Task goal =
Repeat each line exactly as it is written.

-- START OF Exercise material --

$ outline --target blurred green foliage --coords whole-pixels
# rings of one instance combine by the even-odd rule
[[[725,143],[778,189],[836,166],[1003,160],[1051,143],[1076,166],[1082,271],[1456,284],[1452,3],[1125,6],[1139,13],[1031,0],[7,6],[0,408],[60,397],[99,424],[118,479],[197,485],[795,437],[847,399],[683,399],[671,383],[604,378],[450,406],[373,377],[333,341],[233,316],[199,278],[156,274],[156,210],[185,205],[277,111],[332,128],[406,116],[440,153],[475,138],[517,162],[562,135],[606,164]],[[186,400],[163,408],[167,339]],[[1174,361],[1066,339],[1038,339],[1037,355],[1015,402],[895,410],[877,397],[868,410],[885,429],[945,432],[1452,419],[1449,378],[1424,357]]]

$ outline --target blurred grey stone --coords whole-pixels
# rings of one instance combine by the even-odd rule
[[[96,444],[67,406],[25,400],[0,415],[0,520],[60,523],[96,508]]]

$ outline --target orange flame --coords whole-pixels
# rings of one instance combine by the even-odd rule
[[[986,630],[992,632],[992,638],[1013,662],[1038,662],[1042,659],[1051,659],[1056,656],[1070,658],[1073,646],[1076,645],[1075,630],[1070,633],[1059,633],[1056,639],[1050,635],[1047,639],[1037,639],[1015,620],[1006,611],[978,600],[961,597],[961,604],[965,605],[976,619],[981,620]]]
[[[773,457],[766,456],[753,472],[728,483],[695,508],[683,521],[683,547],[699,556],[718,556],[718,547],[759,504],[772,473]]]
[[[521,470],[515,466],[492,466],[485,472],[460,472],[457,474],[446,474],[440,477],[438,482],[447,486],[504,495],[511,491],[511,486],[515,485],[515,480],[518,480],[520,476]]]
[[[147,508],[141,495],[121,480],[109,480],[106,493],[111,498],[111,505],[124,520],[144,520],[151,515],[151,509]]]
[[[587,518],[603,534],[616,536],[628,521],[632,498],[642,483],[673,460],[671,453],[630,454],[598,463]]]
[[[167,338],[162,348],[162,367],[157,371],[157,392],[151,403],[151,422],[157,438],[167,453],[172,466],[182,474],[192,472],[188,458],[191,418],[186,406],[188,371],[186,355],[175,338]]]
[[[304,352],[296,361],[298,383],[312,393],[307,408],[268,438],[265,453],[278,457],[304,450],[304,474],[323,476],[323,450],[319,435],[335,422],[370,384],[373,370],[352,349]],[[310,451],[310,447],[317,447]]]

-- END OF Exercise material --

Task result =
$ outline --target blurred green foliage --coords whole-pixels
# rings of one instance combine by the even-odd rule
[[[725,143],[778,189],[836,166],[1003,160],[1051,143],[1076,166],[1082,271],[1456,284],[1452,3],[1125,6],[1139,13],[1031,0],[7,6],[0,408],[60,397],[99,424],[118,479],[197,485],[795,437],[847,399],[683,399],[671,383],[604,378],[450,406],[373,377],[333,341],[233,316],[199,278],[156,274],[156,210],[185,205],[277,111],[332,128],[406,116],[440,153],[475,138],[517,162],[562,135],[606,164]],[[186,400],[163,408],[167,339]],[[1174,361],[1066,339],[1038,339],[1037,355],[1015,402],[895,410],[877,397],[868,410],[885,429],[945,432],[1452,419],[1449,378],[1424,357]]]

$ outline --target blurred grey stone --coords whole-pixels
# rings of one instance combine by the even-odd rule
[[[96,444],[67,406],[25,400],[0,415],[0,520],[60,523],[96,508]]]

$ outline --target orange flame --coords whole-pixels
# rings of one instance combine by the even-odd rule
[[[986,630],[992,632],[992,638],[1013,662],[1038,662],[1042,659],[1051,659],[1056,656],[1070,658],[1073,646],[1076,645],[1075,630],[1070,633],[1059,633],[1056,639],[1050,635],[1047,639],[1037,639],[1015,620],[1006,611],[978,600],[961,597],[961,604],[965,605],[976,619],[981,620]]]
[[[773,457],[766,456],[753,472],[728,483],[695,508],[683,521],[683,547],[699,556],[718,556],[718,547],[759,504],[772,473]]]
[[[521,470],[515,466],[492,466],[485,472],[460,472],[457,474],[446,474],[440,477],[438,482],[447,486],[504,495],[511,491],[511,486],[515,485],[515,480],[518,480],[520,476]]]
[[[147,508],[141,495],[121,480],[109,480],[106,493],[111,498],[111,505],[124,520],[144,520],[151,515],[151,509]]]
[[[587,518],[603,534],[616,536],[628,521],[632,498],[642,483],[673,460],[671,453],[630,454],[598,463]]]
[[[167,338],[162,348],[162,367],[157,371],[157,392],[151,403],[151,422],[157,438],[167,453],[172,466],[182,474],[192,472],[188,458],[191,418],[186,406],[188,371],[186,355],[175,338]]]
[[[304,352],[296,361],[298,383],[312,393],[307,408],[268,438],[265,453],[278,457],[304,450],[304,474],[323,476],[323,450],[319,435],[335,422],[370,384],[373,370],[352,349]],[[310,451],[310,447],[317,447]]]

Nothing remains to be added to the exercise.